- [Exercise description] Only one span of the listing below should come back. It runs from the line with "[1086, 324]" through the line with "[1254, 453]", and each of its lines must be reproduced exactly.

[Data under study — start]

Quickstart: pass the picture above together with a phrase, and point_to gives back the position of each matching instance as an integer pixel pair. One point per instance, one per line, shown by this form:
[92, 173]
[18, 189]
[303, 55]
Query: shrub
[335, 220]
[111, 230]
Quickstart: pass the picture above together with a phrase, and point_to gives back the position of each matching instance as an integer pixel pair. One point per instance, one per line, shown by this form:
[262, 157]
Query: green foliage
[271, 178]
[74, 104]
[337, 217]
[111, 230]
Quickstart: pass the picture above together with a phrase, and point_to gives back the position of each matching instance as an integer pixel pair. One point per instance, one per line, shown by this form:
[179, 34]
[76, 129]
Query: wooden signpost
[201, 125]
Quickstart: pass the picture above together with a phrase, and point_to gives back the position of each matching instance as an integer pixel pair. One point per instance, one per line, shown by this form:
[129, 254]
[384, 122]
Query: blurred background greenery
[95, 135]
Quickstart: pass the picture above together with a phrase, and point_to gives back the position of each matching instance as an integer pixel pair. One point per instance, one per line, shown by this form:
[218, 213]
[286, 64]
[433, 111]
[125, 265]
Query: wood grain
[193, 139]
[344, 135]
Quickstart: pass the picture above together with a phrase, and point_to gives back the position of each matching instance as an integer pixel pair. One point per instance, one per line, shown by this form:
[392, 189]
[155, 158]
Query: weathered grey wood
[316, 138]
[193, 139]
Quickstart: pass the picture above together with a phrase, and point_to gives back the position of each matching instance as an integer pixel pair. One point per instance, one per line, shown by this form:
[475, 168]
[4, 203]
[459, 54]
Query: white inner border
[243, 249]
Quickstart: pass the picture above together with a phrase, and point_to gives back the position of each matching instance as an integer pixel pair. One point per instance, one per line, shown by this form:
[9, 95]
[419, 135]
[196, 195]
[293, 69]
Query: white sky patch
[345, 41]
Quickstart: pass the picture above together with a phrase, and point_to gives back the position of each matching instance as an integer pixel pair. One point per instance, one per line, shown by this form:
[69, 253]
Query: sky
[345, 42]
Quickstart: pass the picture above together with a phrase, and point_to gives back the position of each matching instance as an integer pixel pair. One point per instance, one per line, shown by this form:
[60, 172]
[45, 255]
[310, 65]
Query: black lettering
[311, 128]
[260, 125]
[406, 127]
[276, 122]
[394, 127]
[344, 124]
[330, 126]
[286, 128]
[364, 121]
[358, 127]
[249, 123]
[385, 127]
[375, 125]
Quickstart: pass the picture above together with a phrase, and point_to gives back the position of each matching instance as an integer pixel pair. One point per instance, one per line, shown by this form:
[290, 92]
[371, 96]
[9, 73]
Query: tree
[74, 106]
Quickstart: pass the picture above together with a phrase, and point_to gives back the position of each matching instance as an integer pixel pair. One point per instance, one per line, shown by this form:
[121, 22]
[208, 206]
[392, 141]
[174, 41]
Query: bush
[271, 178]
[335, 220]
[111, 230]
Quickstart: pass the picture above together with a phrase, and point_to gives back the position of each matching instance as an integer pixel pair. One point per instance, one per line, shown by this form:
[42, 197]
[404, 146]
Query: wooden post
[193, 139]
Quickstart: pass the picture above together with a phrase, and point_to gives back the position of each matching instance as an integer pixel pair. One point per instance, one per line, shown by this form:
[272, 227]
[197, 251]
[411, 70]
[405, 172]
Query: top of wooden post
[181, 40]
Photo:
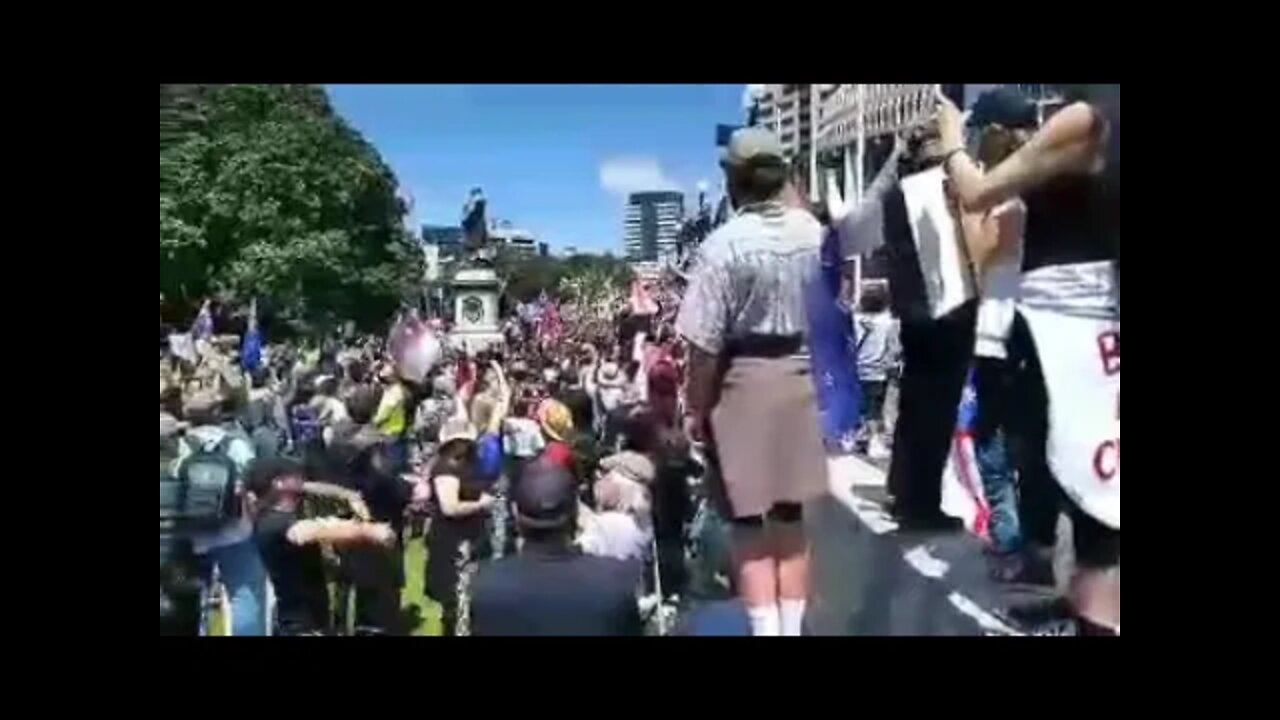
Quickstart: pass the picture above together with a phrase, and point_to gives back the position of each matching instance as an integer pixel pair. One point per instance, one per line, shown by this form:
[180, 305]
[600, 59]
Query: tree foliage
[266, 192]
[581, 277]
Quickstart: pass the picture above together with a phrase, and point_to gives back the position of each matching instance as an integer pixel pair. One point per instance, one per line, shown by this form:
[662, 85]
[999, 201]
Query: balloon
[415, 350]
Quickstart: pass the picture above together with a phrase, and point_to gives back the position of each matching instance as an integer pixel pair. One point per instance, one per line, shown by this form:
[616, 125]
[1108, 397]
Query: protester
[393, 414]
[456, 538]
[522, 437]
[760, 414]
[622, 524]
[291, 545]
[231, 548]
[1068, 176]
[832, 347]
[1005, 118]
[375, 572]
[557, 425]
[552, 588]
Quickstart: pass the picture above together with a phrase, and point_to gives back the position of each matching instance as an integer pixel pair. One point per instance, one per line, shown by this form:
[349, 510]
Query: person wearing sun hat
[557, 424]
[750, 392]
[457, 536]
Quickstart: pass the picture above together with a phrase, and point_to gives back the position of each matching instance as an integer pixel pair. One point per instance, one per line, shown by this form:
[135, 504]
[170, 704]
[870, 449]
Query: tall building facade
[792, 112]
[650, 226]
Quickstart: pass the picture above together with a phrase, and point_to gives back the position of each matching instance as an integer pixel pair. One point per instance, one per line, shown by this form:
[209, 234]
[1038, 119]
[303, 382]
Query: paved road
[872, 579]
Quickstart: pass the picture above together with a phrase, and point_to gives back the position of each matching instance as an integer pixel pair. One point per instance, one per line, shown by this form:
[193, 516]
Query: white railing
[883, 109]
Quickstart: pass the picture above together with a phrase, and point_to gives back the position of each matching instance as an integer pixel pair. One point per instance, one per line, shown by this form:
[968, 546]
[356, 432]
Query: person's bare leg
[757, 578]
[791, 547]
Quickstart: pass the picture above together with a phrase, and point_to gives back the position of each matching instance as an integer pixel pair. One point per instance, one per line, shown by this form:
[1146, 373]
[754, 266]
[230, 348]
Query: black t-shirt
[563, 592]
[296, 572]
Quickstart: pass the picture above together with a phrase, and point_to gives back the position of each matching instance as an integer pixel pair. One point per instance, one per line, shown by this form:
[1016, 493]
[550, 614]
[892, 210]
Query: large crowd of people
[579, 477]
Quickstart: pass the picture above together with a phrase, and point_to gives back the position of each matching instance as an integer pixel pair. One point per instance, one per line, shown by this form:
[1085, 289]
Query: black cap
[545, 496]
[1004, 106]
[264, 472]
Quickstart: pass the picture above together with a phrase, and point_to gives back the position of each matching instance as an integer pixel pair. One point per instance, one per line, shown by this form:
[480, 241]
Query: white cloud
[624, 176]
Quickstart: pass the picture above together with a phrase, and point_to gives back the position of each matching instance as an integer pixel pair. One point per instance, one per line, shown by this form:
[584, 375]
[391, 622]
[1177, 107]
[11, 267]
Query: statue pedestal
[475, 310]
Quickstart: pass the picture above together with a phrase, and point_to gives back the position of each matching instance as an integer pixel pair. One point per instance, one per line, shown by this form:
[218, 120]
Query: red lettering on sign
[1106, 460]
[1109, 349]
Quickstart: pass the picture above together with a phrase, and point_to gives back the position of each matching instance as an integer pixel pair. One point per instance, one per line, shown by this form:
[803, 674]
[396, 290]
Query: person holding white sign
[1070, 299]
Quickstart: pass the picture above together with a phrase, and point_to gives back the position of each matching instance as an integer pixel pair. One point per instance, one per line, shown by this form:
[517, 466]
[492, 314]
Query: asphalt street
[873, 579]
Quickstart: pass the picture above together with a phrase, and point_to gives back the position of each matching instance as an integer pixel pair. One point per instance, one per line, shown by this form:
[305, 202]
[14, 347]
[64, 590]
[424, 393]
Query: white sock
[791, 613]
[764, 620]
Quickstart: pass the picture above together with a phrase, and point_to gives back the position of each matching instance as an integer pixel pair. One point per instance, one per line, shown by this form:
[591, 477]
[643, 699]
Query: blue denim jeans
[997, 484]
[245, 578]
[993, 381]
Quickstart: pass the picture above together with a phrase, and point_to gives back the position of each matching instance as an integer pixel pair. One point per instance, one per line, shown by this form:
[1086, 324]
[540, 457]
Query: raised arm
[860, 229]
[334, 531]
[1072, 141]
[337, 492]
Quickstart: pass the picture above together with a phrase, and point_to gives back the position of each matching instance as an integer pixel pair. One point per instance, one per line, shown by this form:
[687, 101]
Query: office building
[447, 238]
[504, 236]
[791, 113]
[650, 226]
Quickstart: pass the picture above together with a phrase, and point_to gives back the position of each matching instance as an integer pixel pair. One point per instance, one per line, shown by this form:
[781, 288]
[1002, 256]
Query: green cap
[753, 146]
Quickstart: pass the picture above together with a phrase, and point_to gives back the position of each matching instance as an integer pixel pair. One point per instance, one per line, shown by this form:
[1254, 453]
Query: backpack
[201, 495]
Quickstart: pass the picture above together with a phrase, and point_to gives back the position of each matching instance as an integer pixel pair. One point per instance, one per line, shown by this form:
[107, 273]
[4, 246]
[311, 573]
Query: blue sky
[554, 159]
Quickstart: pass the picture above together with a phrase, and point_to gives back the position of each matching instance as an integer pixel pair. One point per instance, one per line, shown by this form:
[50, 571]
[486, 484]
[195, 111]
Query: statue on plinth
[475, 231]
[475, 283]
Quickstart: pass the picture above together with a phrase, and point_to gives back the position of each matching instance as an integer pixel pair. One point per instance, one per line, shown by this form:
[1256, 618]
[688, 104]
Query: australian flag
[251, 350]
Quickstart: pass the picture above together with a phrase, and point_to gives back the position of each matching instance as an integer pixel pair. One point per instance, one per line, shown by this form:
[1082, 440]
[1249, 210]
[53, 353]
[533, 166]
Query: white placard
[944, 264]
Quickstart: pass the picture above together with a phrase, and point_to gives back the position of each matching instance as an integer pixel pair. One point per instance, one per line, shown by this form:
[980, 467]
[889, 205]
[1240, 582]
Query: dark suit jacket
[544, 592]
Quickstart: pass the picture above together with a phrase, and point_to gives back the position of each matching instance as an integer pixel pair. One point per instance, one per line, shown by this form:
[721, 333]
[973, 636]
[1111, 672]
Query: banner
[944, 261]
[641, 304]
[1074, 315]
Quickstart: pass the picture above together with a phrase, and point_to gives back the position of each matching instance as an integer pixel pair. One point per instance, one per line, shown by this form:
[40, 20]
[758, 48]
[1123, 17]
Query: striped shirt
[750, 278]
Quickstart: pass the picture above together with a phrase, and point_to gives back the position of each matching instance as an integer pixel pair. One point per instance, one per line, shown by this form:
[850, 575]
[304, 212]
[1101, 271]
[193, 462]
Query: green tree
[266, 192]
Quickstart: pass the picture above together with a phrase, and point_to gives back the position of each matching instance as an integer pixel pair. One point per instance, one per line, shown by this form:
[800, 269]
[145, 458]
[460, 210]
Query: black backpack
[202, 495]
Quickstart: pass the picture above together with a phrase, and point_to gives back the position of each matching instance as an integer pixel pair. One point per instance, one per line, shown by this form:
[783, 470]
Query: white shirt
[524, 438]
[613, 534]
[878, 345]
[241, 452]
[1001, 282]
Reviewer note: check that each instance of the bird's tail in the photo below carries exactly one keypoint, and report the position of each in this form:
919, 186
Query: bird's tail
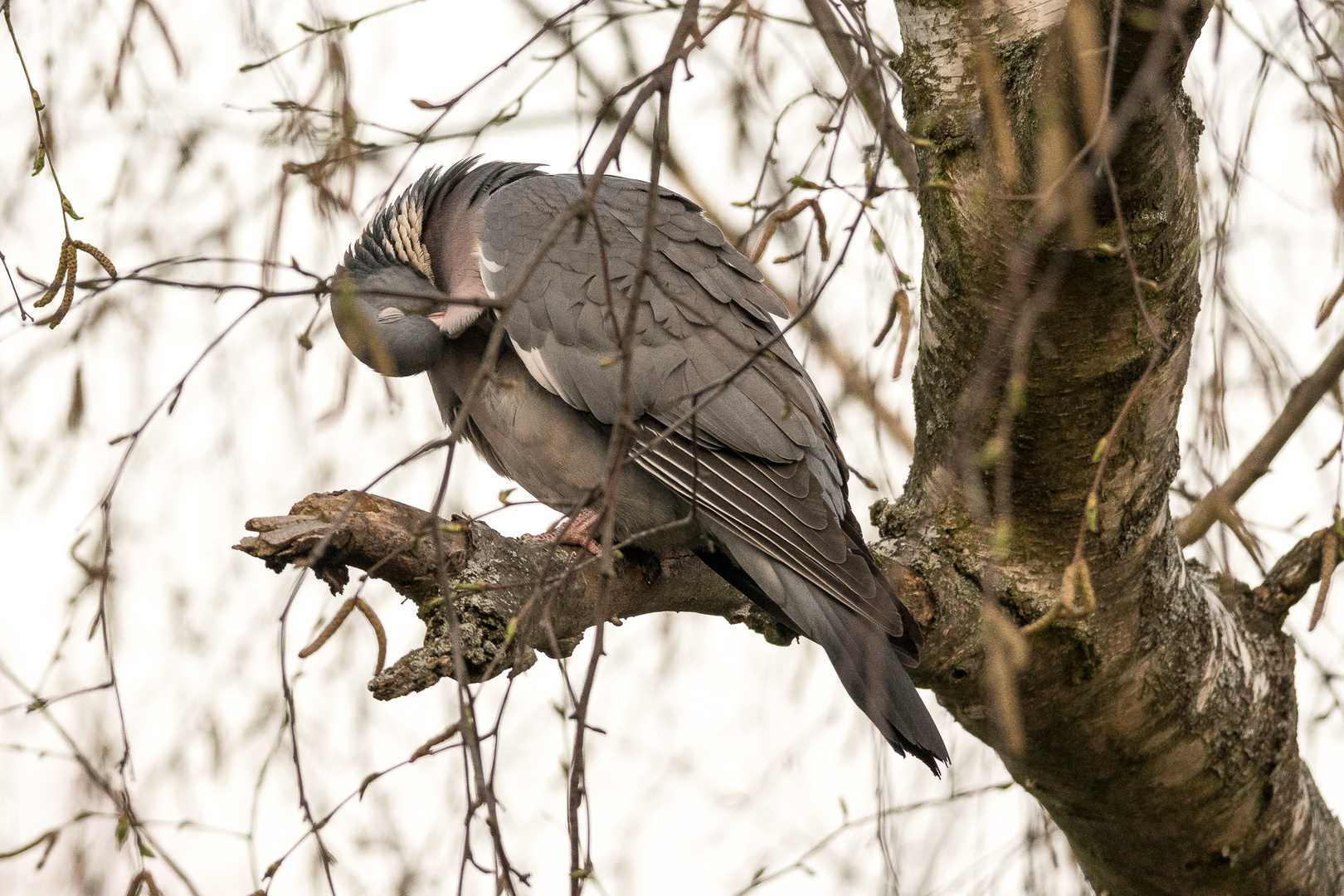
869, 664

[Data under study — finish]

- [Final answer]
[1086, 324]
[540, 457]
Query: raised arm
[860, 229]
[334, 531]
[1072, 141]
[337, 492]
Quickstart: pass the picture above together with a phrase, and point_to gives back the position of each matching instance as an integer pixel pair. One point per instance, one per line, shown by this form:
[687, 101]
Query: office building
[447, 238]
[504, 236]
[791, 113]
[650, 226]
Quickstart: pass the picture above together with a phrase, and point_to gives back the position of each matching instance as an integer pixel pair. One point per instance, one per line, shown by this form:
[781, 288]
[1002, 256]
Query: green cap
[753, 146]
Quickstart: pass the picture above together with a phrase, and point_to gives back the position of each matching instance as an integer pixel pair. One point per instance, one per line, shown by this form:
[1254, 453]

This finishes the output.